**EXERCISES TO COMPLETE:**
1. In the mining regulations summary, how long is the period set aside for the transition from the old regime to the new one?
2. From the mining regulations summary, copy word for word the passage starting at "3. Applications, notices, forms" and ending at "or wire transfer.".

**TEXT SECTION:**
## BEGIN

Summary of regulatory amendments to the Nunavut Mining Regulations (2020) allowing for online map selection of mineral claims in Nunavut

  Former Nunavut Mining Regulations (2014)Nunavut Mining Regulations (2020)
1. Land that can be staked is determined by the regulations without visible boundaries on the ground. Only units identified on a grid described in the amended regulations and based on the Canada Oil and Gas Land Regulations are available for selection as part of a claim to be recorded using the web-based Nunavut Map Selection System.

The grid can be visualized using the Nunavut Map Viewer which provides access to spatial data covering Nunavut.
2. Paper documents are considered official registry. Electronic data and paper documents are considered official registry.
3. Applications, notices, forms and other documents are in paper format and sent by mail or filed in person at the Mining Recorder's Office. Royalty returns are sent to the Chief by mail. Applications and documents, with the exception of reports of work and royalty returns and their supporting documents, are submitted online.
4. Payments must be mailed, credit card information can be taken over the telephone or payments in person at the counter of the Mining Recorder's Office are accepted. Royalty payments are paid by checks or through wire transfers to Public Works and Government Services Canada. The online payments with a credit or debit card are the only accepted modes of payment except for the royalty payments which will continue to be paid by check or wire transfer.
5. Administrative fees are required for items listed in Schedule 1 of the regulations. Administrative fees for the following items are repealed:
  • duplicate or renewal of a licence ($2,00)
  • claim and reduced-area claim tags ($2.00)
  • application to record a claim or reduced-area claim ($0.25/hectare)
  • Fees for submitting reports on work on claims (certificate of work) ($0,25/hectare)
  • application for extension to do work, and request to cancel the recording of a claim ($10.00)
The other fees are retained and the amounts will remain unchanged.
6.   A 90 day period dedicated to the transition from the old to the new regime is in place beginning on the CIF of the amended regulations. Prospecting is authorized, but staking or selection of units as claims is not allowed during that period.

Pending applications prior to CIF made in accordance with the Nunavut Mining Regulations (2014) are processed, except for prospecting permit applications.

Existing holders of claims or leased claims are able to continue to manage their existing mining rights except that itis not possible to:
  • apply for a mining lease
  • transfer or acquire an interest in a claim
  • report on work
  • apply for a reduced area claim or leased claim
7.   On the 91st day after CIF, all ground staked claims in existence on the day before CIF are re-recorded and converted to the grid-based claims (unit claims) depicted on a map, with the exception of leased claims.

Subsequently, the recording date of each converted claim is modified to the day that, following the 90-day transitional period, has the same day and the same month as the initial recording date of the claim before conversion. The modified recording date of the converted claim marks the beginning of its new 30-year duration.

As part of this conversion process, existing claims that occupy a portion of a unit where the remaining area is open Crown land are expanded to fill the entire unit.

Where a unit is occupied by more than one claim, the claim that was staked first and that is contiguous to the open Crown land is expanded to fill the unoccupied portion of the unit. If none of the claims are contiguous to the open Crown land, the claim that was staked first, regardless of contiguity, is expanded.

## END

**DATA SECTION:**

## BEGIN

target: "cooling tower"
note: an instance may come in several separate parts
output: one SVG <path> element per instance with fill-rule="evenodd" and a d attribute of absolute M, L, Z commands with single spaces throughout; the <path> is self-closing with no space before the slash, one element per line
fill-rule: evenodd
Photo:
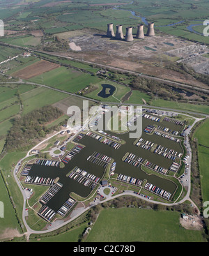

## END

**THE SOLUTIONS:**
1. 90 days.

2.
3. Applications, notices, forms and other documents are in paper format and sent by mail or filed in person at the Mining Recorder's Office. Royalty returns are sent to the Chief by mail. Applications and documents, with the exception of reports of work and royalty returns and their supporting documents, are submitted online.
4. Payments must be mailed, credit card information can be taken over the telephone or payments in person at the counter of the Mining Recorder's Office are accepted. Royalty payments are paid by checks or through wire transfers to Public Works and Government Services Canada. The online payments with a credit or debit card are the only accepted modes of payment except for the royalty payments which will continue to be paid by check or wire transfer.